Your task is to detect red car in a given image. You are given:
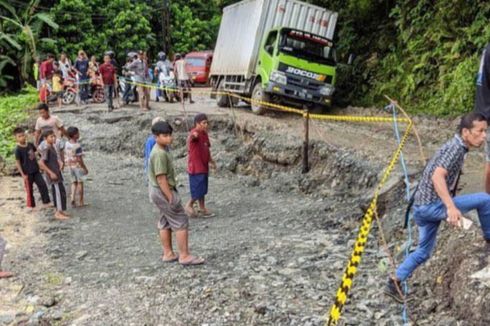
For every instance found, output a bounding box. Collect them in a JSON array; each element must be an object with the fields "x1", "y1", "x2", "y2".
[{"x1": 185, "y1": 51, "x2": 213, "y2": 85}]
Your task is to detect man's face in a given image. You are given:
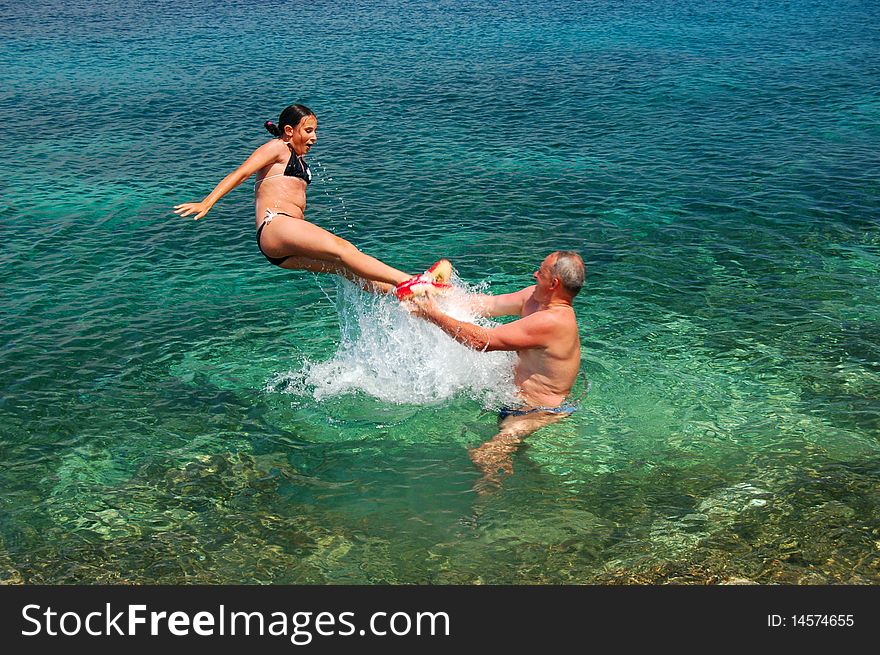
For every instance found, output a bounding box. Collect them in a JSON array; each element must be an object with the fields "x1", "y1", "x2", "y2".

=====

▶ WHAT IS NEEDED: Each entry is to be transcribed verbatim, and any picture in it is to be skipped.

▶ EXERCISE RESULT:
Your task is to detect red car in a given image. You are given:
For every instance found, output a bounding box. Collect them in a JSON array; each element must be an object with the fields "x1", "y1", "x2", "y2".
[{"x1": 185, "y1": 51, "x2": 213, "y2": 85}]
Your task is to detect man's face in a given image. You are given:
For every instance found, output a bounding box. Collect them in a JSON array; each element must be an object with the fields "x1", "y1", "x2", "y2".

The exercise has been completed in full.